* Assignment:
Print nothing except the lines of the listing below from the line with "Query: apartment window" to the line with "Query: chair wheel", each exactly as written, both ends included.
--- START ---
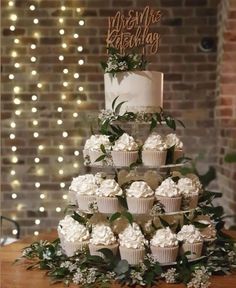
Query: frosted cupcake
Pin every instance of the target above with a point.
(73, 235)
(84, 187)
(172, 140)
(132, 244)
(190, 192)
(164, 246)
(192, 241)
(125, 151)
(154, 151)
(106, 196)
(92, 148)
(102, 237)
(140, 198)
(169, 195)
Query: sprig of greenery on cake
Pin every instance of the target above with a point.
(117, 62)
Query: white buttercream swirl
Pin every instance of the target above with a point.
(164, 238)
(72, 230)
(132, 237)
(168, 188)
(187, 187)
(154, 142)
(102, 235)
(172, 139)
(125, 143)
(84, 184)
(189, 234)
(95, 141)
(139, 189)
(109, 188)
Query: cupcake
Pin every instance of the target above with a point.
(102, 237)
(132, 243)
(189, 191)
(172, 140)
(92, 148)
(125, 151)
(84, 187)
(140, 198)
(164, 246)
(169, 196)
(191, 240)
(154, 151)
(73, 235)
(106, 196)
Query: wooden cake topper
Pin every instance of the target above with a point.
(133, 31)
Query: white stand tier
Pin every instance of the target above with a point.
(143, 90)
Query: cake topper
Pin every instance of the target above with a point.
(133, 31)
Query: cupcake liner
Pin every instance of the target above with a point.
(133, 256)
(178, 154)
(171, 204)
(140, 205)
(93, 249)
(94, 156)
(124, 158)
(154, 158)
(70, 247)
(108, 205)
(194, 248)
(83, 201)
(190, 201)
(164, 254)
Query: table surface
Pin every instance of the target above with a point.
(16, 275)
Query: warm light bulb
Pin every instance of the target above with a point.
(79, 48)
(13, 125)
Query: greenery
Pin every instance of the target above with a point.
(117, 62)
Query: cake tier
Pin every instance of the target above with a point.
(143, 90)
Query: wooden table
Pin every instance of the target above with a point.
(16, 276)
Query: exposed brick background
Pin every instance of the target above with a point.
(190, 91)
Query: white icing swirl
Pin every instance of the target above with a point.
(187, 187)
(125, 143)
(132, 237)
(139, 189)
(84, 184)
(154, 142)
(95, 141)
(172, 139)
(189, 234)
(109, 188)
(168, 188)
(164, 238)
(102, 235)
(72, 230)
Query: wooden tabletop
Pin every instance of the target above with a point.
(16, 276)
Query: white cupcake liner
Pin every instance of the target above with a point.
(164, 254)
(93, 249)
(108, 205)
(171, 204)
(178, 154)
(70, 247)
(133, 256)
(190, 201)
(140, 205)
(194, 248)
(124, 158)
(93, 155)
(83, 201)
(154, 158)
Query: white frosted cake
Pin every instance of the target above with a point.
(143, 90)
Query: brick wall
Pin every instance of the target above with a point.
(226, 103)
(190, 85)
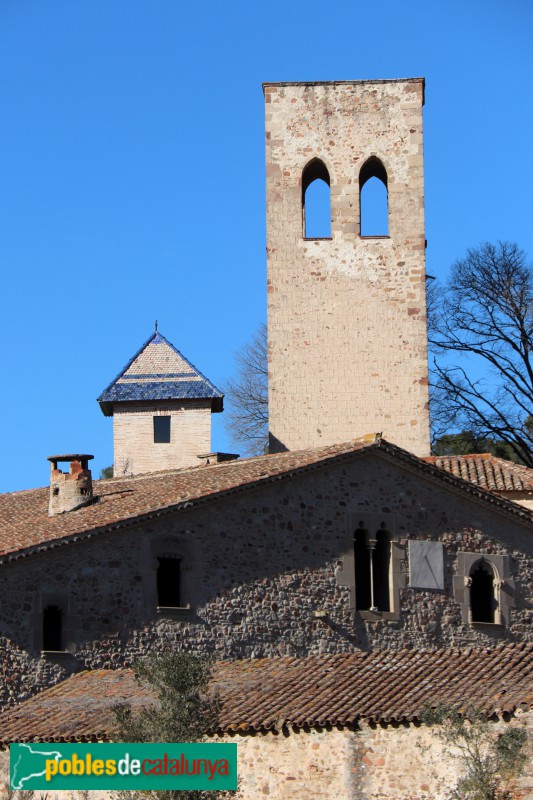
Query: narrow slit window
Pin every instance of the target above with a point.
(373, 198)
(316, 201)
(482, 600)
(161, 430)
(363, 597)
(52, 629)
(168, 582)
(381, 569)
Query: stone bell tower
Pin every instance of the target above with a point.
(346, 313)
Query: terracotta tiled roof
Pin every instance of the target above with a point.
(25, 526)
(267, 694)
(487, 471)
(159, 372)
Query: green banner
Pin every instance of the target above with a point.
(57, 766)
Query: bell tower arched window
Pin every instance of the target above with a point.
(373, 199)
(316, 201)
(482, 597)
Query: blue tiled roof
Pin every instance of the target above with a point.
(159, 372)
--- END ---
--- START ---
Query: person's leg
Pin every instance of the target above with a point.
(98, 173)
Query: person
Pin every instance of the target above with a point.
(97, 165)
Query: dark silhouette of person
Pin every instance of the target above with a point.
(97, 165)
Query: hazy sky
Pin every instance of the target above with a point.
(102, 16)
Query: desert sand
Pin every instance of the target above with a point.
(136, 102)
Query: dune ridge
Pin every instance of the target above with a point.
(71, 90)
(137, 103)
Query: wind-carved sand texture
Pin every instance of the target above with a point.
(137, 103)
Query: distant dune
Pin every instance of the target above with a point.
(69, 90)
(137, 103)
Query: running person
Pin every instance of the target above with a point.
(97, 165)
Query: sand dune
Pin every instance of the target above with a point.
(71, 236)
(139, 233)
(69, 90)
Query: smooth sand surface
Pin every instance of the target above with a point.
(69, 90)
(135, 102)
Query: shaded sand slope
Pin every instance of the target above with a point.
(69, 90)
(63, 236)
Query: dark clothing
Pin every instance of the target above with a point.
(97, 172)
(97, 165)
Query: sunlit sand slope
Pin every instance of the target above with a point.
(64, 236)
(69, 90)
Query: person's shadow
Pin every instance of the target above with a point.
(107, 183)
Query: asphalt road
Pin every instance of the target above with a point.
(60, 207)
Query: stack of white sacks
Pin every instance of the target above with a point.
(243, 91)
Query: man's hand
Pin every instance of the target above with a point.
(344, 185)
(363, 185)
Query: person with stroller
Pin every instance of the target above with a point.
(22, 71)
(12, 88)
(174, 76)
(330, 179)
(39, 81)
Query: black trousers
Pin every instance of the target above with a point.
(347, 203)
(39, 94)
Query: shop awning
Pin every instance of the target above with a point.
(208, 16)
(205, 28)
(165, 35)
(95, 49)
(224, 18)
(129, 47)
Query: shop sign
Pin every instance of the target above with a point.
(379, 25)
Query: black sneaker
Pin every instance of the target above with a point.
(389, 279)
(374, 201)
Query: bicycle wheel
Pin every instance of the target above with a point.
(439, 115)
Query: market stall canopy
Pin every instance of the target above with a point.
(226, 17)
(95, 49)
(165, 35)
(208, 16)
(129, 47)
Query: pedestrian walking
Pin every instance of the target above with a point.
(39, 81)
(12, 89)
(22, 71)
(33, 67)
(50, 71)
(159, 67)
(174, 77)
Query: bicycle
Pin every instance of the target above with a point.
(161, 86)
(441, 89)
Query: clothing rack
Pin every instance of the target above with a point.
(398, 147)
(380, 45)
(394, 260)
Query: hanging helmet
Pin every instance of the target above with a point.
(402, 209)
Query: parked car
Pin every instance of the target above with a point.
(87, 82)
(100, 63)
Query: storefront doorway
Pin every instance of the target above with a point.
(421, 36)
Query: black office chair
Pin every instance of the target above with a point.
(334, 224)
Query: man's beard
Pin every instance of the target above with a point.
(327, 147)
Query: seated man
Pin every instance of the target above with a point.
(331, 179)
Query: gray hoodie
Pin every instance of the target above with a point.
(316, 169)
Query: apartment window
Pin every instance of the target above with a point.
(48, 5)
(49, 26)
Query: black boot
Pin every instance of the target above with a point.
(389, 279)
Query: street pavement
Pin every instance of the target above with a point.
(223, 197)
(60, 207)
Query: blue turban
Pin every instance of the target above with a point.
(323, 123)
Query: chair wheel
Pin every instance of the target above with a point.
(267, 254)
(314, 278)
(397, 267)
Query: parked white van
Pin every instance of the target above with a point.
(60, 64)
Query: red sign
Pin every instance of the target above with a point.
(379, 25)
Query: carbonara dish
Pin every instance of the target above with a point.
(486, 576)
--- END ---
* Output below:
Query: apartment window
Pin every instance of the target above with a point.
(48, 5)
(49, 26)
Query: black boot
Pin every instance of the target above with a point.
(389, 279)
Query: street pavement
Pin every instance of the target above with a point.
(223, 197)
(60, 207)
Query: blue turban
Pin every instance of the target above with a point.
(323, 123)
Query: chair wheel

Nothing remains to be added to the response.